▶ [What is required] How many lines in the items below contain the word "limestone"? Give only the number.

===============

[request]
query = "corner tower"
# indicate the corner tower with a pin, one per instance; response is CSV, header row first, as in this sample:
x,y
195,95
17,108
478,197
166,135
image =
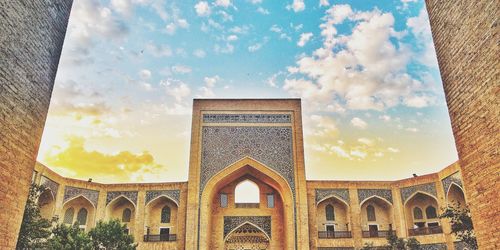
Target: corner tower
x,y
234,140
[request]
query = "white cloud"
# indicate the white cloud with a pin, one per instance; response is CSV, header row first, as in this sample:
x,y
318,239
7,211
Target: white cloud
x,y
181,69
202,9
304,38
145,74
223,3
366,70
358,123
263,11
297,5
199,53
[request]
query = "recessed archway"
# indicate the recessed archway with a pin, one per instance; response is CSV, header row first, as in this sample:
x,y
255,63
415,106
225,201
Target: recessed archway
x,y
263,176
79,210
161,219
122,209
376,217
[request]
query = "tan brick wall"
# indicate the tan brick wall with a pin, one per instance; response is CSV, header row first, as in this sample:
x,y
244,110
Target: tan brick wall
x,y
466,39
31,38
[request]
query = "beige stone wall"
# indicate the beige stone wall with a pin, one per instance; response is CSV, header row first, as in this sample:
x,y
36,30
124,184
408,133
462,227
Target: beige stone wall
x,y
31,37
466,39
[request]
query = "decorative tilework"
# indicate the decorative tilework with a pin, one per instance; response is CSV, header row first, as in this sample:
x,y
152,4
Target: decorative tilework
x,y
172,194
247,118
72,192
232,222
131,195
436,246
50,184
429,188
222,146
366,193
340,193
454,178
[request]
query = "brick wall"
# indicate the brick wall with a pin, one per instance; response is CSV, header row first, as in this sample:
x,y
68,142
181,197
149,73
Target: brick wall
x,y
466,39
31,38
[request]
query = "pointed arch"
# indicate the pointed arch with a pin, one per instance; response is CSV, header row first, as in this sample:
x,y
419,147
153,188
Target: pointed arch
x,y
247,223
263,173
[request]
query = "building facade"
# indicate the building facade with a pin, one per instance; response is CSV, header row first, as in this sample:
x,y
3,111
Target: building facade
x,y
258,143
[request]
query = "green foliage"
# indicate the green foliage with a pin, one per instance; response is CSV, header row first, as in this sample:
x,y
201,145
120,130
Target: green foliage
x,y
395,243
34,229
69,238
111,235
461,224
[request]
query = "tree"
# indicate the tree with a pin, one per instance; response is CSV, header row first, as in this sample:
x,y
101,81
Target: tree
x,y
34,229
111,235
69,238
461,224
395,243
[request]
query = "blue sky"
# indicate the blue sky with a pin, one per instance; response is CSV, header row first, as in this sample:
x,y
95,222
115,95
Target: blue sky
x,y
366,71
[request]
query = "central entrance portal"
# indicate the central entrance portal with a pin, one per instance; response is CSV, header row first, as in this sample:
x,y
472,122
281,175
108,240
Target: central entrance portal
x,y
247,237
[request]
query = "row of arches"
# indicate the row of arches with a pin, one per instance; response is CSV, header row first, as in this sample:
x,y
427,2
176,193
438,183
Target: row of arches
x,y
160,213
377,215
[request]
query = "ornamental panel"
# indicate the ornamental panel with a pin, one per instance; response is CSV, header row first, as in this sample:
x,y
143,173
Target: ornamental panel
x,y
454,178
172,194
131,195
223,146
72,192
247,118
366,193
50,184
429,188
341,193
232,222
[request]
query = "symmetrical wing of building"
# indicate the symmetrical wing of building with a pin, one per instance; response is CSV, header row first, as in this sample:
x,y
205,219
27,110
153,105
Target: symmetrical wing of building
x,y
258,143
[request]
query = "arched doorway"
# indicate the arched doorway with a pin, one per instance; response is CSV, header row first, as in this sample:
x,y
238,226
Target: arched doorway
x,y
161,220
219,190
123,209
247,237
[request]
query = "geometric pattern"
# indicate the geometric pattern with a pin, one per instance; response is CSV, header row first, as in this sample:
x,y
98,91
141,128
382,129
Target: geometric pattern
x,y
429,188
131,195
71,192
247,118
340,193
366,193
436,246
50,185
454,178
232,222
222,146
172,194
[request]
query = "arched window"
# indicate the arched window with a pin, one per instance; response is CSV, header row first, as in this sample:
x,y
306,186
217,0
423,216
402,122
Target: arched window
x,y
370,213
127,213
68,216
330,212
430,211
417,213
165,214
81,217
246,192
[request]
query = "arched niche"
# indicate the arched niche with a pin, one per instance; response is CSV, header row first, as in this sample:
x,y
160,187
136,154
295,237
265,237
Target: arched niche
x,y
212,215
47,203
426,224
121,208
455,196
161,217
341,219
75,207
376,217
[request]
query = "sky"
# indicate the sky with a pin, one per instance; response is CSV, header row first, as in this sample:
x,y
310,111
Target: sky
x,y
372,98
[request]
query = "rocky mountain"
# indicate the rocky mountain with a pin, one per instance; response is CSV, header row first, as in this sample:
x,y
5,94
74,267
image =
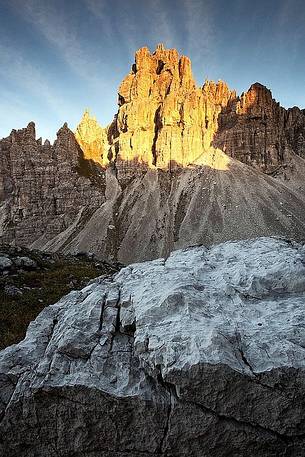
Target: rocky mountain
x,y
179,165
200,354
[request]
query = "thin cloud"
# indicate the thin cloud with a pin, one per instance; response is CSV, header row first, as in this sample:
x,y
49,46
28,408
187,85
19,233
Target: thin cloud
x,y
200,29
32,79
62,34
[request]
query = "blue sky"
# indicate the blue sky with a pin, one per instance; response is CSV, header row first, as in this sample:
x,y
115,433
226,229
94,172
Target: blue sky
x,y
58,57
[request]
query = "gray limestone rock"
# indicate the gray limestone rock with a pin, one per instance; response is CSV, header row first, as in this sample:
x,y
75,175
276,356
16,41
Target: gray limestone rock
x,y
5,263
201,354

===============

▶ [Correct response] 3